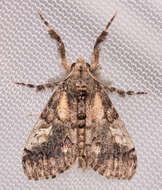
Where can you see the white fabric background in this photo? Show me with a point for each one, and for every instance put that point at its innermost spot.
(131, 57)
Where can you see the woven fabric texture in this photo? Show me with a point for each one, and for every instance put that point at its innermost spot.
(131, 57)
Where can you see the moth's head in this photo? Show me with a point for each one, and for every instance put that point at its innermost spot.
(80, 65)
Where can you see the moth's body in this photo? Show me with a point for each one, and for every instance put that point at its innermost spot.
(80, 123)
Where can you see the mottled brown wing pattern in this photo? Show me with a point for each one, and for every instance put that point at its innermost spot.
(110, 150)
(51, 145)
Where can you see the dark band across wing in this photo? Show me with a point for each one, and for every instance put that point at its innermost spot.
(51, 147)
(111, 150)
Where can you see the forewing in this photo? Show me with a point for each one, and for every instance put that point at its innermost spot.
(110, 150)
(51, 145)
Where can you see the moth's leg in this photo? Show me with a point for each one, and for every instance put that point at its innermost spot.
(122, 92)
(101, 38)
(40, 87)
(61, 48)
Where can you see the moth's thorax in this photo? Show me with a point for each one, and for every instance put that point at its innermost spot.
(80, 65)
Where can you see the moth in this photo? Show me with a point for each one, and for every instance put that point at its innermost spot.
(79, 123)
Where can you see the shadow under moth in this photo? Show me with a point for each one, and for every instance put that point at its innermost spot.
(79, 123)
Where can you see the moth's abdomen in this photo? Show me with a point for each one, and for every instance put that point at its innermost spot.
(81, 125)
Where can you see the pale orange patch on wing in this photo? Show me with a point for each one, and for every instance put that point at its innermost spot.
(63, 107)
(97, 109)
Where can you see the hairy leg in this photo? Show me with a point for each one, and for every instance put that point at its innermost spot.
(40, 87)
(101, 38)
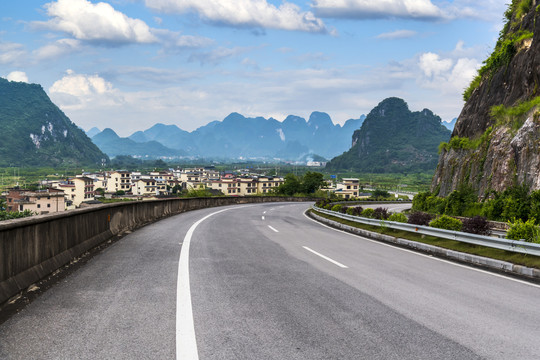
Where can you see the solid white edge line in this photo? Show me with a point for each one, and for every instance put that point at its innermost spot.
(429, 256)
(326, 258)
(186, 343)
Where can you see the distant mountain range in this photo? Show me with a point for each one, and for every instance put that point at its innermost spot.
(35, 132)
(393, 139)
(237, 137)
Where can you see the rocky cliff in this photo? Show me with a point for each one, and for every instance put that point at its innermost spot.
(496, 141)
(36, 132)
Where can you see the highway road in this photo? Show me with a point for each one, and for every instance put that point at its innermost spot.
(265, 282)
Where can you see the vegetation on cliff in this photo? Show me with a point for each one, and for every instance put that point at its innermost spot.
(495, 144)
(34, 131)
(510, 39)
(394, 139)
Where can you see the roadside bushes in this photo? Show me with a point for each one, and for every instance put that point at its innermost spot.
(446, 222)
(354, 210)
(381, 213)
(527, 230)
(398, 217)
(367, 212)
(476, 225)
(515, 202)
(419, 218)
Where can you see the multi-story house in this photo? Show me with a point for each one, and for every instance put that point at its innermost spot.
(119, 181)
(348, 188)
(248, 186)
(38, 201)
(146, 186)
(267, 184)
(100, 180)
(77, 190)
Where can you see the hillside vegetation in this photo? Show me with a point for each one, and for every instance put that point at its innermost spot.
(393, 139)
(36, 132)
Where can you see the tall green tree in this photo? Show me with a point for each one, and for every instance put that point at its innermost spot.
(311, 182)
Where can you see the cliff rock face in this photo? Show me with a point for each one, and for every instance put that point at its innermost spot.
(36, 132)
(394, 139)
(496, 141)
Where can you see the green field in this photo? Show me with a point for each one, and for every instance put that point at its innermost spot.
(30, 176)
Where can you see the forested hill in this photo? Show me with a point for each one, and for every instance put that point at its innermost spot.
(496, 141)
(36, 132)
(393, 139)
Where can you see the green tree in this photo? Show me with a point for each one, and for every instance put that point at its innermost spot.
(311, 182)
(290, 186)
(446, 222)
(520, 230)
(160, 165)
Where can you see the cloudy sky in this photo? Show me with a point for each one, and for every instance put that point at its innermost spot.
(128, 64)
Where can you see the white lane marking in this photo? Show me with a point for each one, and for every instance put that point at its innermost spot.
(326, 258)
(186, 343)
(429, 256)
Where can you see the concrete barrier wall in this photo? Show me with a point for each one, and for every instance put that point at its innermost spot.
(32, 248)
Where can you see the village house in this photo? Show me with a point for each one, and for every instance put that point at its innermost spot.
(349, 188)
(77, 190)
(38, 201)
(119, 181)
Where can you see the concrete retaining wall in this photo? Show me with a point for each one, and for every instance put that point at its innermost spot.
(32, 248)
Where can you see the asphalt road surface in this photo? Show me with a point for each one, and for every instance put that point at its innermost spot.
(265, 282)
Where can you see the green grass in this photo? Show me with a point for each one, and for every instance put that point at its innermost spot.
(515, 258)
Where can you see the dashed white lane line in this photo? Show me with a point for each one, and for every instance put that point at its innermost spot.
(186, 343)
(326, 258)
(428, 256)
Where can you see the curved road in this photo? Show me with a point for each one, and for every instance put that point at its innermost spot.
(268, 283)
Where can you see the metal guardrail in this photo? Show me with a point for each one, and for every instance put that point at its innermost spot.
(487, 241)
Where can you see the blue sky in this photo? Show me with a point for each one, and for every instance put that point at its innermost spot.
(128, 64)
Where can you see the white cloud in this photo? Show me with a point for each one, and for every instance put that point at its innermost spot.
(368, 9)
(17, 76)
(57, 49)
(398, 34)
(433, 66)
(245, 13)
(11, 53)
(95, 22)
(78, 91)
(217, 56)
(450, 73)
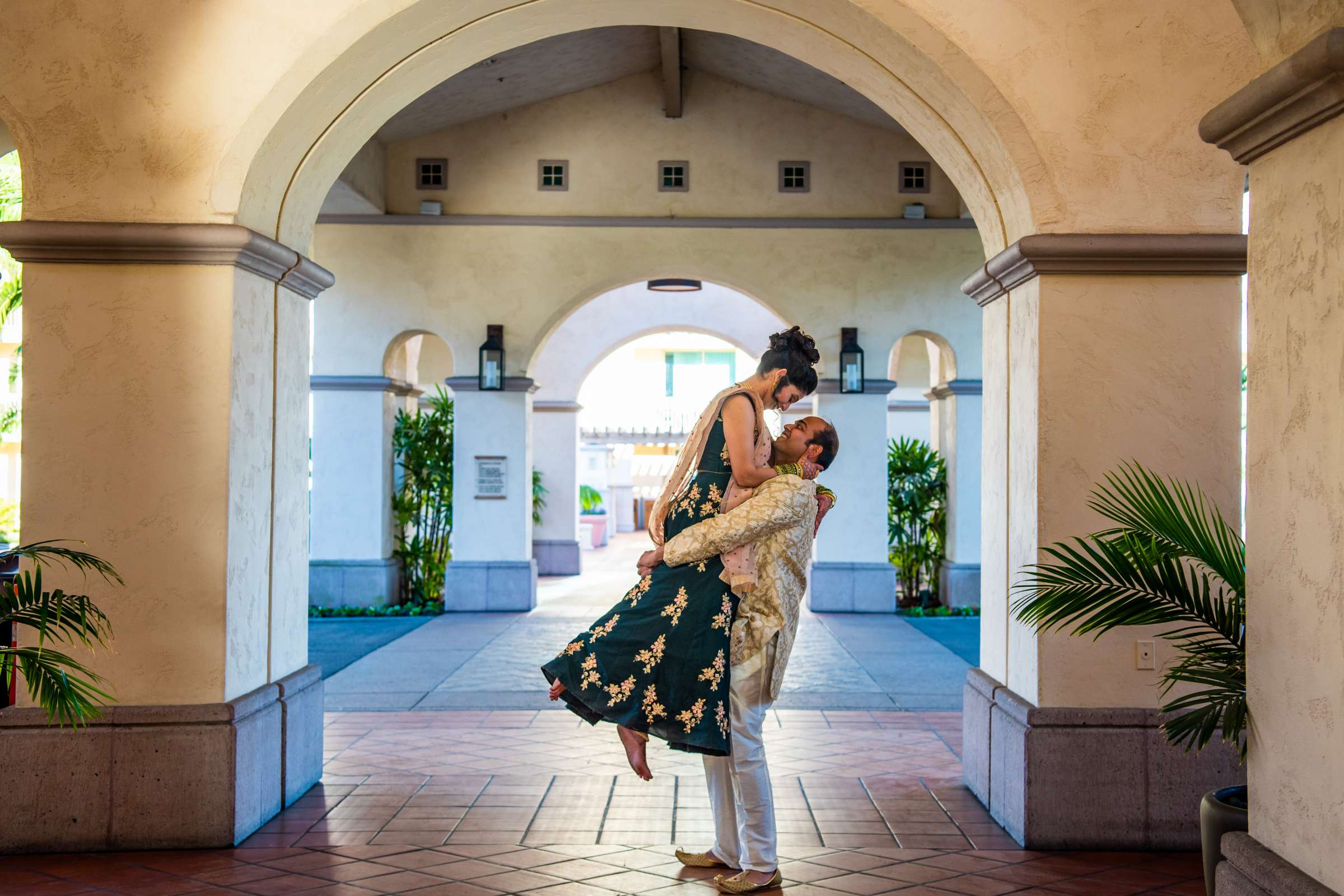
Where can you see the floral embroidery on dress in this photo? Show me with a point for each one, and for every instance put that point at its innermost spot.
(651, 657)
(675, 608)
(724, 617)
(691, 718)
(714, 673)
(620, 692)
(652, 708)
(604, 629)
(590, 676)
(640, 590)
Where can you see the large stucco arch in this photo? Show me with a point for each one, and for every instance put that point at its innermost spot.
(360, 73)
(615, 318)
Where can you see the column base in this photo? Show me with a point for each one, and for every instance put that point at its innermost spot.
(960, 584)
(301, 704)
(1253, 870)
(557, 557)
(491, 586)
(1085, 778)
(186, 777)
(354, 584)
(852, 587)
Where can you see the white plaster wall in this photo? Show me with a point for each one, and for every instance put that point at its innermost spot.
(492, 425)
(595, 329)
(353, 474)
(733, 136)
(556, 446)
(454, 281)
(857, 528)
(1295, 507)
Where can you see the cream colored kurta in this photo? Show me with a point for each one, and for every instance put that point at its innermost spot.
(780, 520)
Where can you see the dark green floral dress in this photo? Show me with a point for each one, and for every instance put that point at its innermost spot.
(657, 661)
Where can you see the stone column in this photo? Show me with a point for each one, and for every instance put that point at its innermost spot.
(556, 448)
(492, 566)
(955, 433)
(1099, 348)
(1287, 127)
(166, 426)
(351, 517)
(851, 573)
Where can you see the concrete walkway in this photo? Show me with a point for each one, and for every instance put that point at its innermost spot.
(492, 660)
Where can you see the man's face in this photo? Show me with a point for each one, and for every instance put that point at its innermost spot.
(794, 442)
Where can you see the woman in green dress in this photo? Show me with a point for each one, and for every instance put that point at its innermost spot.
(657, 661)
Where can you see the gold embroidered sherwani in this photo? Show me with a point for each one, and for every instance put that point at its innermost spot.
(778, 519)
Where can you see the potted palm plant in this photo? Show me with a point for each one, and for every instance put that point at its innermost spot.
(62, 685)
(1170, 559)
(593, 514)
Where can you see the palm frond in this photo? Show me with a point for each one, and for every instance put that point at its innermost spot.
(1171, 561)
(64, 687)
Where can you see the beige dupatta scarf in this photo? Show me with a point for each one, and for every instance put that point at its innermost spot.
(740, 563)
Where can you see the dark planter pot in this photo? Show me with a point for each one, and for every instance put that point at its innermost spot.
(1220, 812)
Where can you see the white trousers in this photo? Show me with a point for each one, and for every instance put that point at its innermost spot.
(740, 785)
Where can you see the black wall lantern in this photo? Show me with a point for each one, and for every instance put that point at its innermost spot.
(851, 361)
(674, 285)
(492, 359)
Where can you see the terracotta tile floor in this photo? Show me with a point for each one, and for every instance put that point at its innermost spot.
(474, 804)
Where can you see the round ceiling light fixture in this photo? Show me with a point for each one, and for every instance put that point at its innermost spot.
(674, 285)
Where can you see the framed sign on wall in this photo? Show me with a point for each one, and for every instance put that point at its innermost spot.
(491, 477)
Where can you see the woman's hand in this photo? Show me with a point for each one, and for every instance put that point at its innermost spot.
(648, 561)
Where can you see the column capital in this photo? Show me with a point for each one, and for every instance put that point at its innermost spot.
(1294, 97)
(86, 242)
(474, 385)
(870, 388)
(557, 408)
(362, 385)
(1105, 254)
(955, 388)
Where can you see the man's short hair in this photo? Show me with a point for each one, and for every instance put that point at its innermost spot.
(830, 442)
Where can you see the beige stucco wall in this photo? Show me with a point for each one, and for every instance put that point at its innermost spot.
(1084, 372)
(613, 136)
(456, 280)
(1295, 508)
(1076, 117)
(148, 429)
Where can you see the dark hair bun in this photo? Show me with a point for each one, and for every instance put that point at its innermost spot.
(795, 342)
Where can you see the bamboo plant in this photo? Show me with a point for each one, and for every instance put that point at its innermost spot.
(1170, 559)
(422, 503)
(61, 684)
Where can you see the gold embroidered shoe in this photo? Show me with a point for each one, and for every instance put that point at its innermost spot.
(740, 883)
(701, 860)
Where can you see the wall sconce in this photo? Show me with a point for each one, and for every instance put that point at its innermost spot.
(674, 285)
(492, 361)
(851, 361)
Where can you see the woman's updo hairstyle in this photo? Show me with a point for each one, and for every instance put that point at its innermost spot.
(796, 352)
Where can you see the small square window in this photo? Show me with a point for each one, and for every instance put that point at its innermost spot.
(674, 176)
(431, 174)
(553, 174)
(914, 176)
(795, 176)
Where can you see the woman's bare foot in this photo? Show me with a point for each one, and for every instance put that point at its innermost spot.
(635, 746)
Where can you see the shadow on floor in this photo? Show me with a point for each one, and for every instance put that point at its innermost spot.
(335, 644)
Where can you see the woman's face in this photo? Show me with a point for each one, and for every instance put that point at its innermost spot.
(784, 393)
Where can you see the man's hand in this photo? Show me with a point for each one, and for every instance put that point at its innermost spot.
(648, 561)
(824, 504)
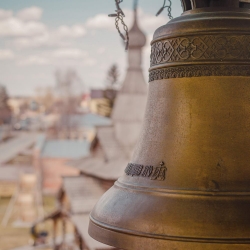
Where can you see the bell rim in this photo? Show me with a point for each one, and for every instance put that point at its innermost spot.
(109, 233)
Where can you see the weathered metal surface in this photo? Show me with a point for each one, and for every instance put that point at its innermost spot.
(187, 184)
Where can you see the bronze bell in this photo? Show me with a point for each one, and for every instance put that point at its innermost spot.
(187, 186)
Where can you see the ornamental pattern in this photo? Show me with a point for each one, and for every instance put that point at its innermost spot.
(199, 70)
(153, 173)
(201, 48)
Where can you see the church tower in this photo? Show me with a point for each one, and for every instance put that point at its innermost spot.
(130, 103)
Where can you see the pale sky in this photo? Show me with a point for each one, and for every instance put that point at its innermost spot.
(38, 37)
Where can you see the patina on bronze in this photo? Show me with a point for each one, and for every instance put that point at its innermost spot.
(197, 124)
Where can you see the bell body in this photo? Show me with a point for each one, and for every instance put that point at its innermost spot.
(188, 183)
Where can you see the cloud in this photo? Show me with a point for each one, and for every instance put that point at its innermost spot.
(4, 14)
(14, 27)
(102, 21)
(74, 31)
(70, 53)
(30, 14)
(34, 60)
(101, 50)
(6, 54)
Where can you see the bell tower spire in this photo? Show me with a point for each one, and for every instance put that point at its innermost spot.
(133, 93)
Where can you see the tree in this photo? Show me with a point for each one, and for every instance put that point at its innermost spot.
(5, 112)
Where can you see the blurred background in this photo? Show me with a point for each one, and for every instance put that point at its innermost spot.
(71, 108)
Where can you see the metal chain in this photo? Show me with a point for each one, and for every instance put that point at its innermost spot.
(166, 6)
(119, 18)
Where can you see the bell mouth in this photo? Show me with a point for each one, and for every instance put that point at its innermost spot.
(127, 217)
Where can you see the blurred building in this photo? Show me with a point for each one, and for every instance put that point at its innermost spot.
(51, 157)
(114, 144)
(100, 102)
(109, 153)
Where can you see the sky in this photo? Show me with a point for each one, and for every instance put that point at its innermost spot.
(40, 37)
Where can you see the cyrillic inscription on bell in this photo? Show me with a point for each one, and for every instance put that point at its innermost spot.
(197, 123)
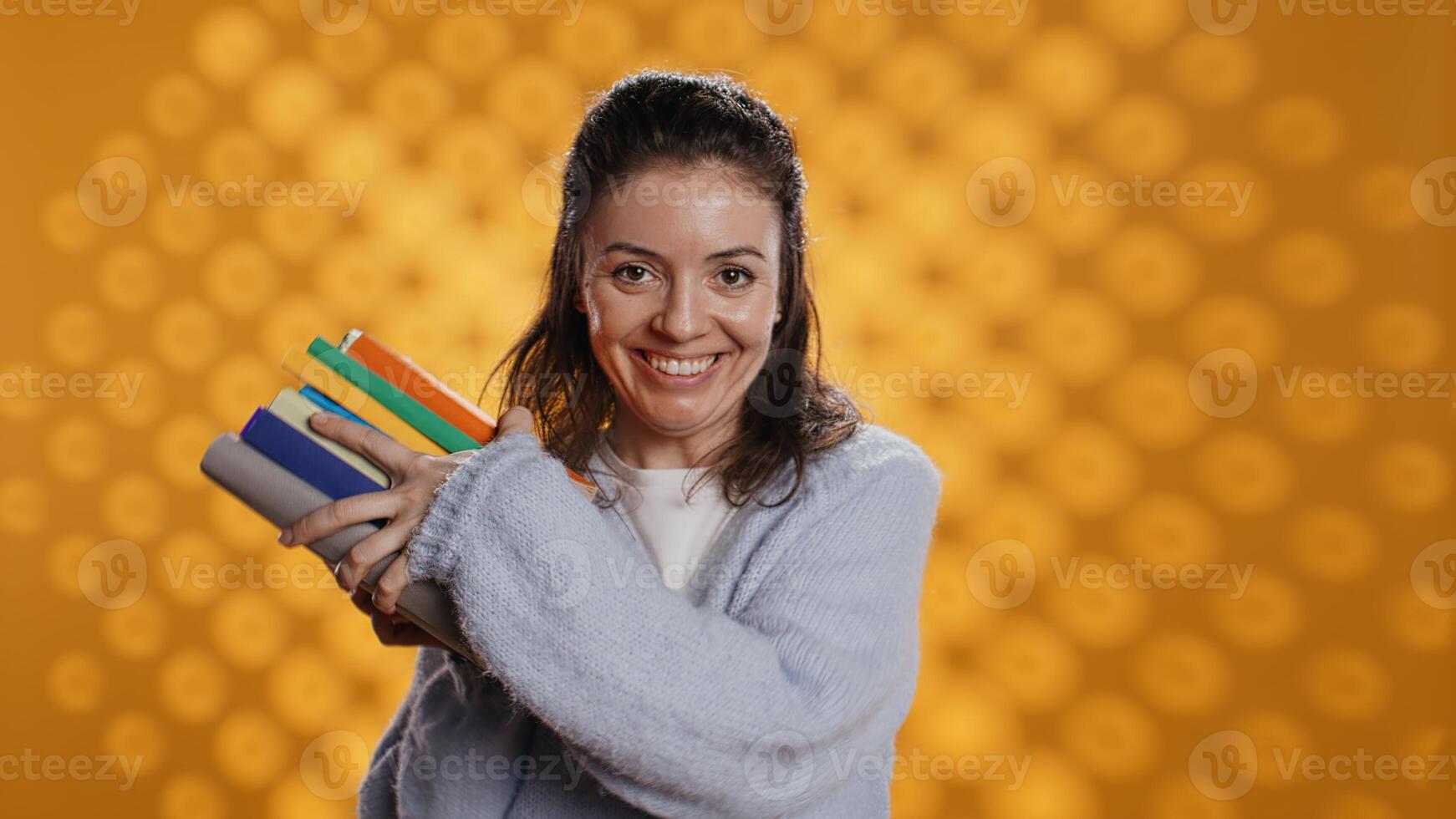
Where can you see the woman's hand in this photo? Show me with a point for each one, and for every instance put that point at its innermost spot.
(414, 479)
(394, 628)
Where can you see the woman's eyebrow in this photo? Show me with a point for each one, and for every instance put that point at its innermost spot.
(739, 251)
(631, 247)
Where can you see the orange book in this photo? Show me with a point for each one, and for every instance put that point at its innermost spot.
(417, 383)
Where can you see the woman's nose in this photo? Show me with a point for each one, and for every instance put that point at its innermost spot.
(682, 316)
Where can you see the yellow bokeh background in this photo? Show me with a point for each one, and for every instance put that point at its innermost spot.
(453, 125)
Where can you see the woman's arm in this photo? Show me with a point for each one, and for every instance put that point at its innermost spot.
(761, 712)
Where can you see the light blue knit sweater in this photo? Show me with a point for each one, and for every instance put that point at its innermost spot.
(773, 687)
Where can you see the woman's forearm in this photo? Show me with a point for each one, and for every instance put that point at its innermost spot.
(673, 701)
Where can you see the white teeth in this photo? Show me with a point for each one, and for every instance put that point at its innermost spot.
(679, 365)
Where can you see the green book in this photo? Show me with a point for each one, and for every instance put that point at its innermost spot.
(408, 410)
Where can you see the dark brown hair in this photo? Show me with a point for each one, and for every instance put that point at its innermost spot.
(667, 120)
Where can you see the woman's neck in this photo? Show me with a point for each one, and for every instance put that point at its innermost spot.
(645, 448)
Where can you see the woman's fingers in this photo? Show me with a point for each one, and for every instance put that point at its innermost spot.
(392, 582)
(366, 553)
(360, 600)
(392, 628)
(343, 512)
(389, 454)
(394, 632)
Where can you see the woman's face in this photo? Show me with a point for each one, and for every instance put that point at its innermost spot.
(680, 296)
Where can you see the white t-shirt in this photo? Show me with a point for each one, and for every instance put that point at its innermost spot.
(677, 532)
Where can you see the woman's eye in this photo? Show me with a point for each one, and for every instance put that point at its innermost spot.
(634, 274)
(736, 277)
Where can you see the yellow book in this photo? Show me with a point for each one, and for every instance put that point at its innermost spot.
(296, 410)
(325, 380)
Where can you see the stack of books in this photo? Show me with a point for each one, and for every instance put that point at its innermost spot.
(282, 469)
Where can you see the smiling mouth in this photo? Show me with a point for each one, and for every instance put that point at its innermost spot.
(677, 367)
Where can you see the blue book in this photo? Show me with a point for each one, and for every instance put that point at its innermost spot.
(329, 404)
(303, 457)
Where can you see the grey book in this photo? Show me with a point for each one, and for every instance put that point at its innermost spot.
(283, 498)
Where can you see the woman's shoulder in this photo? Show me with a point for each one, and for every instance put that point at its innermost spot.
(874, 455)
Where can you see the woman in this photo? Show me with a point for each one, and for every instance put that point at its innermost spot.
(731, 628)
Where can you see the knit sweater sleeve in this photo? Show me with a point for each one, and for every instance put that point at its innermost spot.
(677, 709)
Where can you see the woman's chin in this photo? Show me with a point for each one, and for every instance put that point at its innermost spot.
(676, 420)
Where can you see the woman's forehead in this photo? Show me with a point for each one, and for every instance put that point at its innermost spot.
(685, 214)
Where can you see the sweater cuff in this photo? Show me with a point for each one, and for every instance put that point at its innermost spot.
(434, 549)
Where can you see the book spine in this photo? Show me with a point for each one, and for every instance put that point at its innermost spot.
(315, 374)
(329, 404)
(298, 454)
(296, 412)
(284, 498)
(389, 396)
(417, 383)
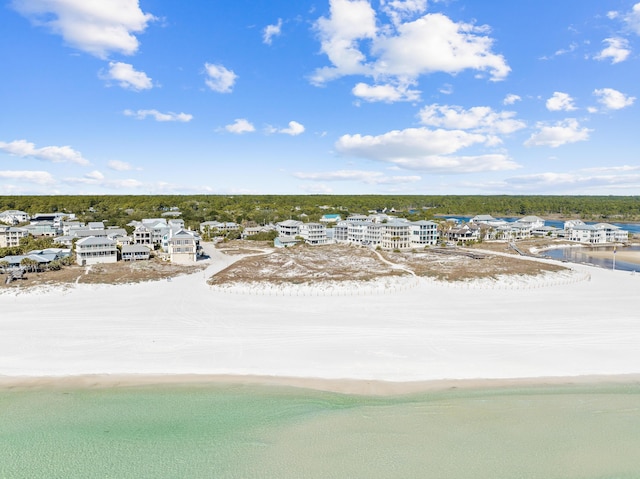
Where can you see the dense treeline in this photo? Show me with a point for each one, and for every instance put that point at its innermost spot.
(119, 210)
★ ★ ★ ★ ★
**WHAT NEEDS TO BE DONE:** With the pictures omitted, copy exactly the lines from the line that contains "Where can you see the knit" through the end of the material.

**OUTPUT:**
Where can you see the knit sweater sleeve in this photo? Show me with a point for each one, and for every instance put that point at its innermost spot.
(677, 709)
Where can you see the woman's chin in this photo? Show me with a point for each one, and for every instance put that point at its innermost spot.
(676, 420)
Where can you see the woman's forehead in this photo? Show me with a point for each one, and for every instance put that point at its innermost spot.
(685, 214)
Where can you see the sweater cuff in this photo? Show me with a point for each one, and for every instance put that point at its innermost spot.
(434, 549)
Where can you see the book spine in this photo? Show me with a point for each one, and for every instance put that point at its innermost spot.
(315, 374)
(329, 404)
(298, 454)
(296, 412)
(284, 498)
(389, 396)
(417, 383)
Where can you see the dense treeline in this photo? Show me with a point for each one, and for every instance put that point at its innermost spot.
(119, 210)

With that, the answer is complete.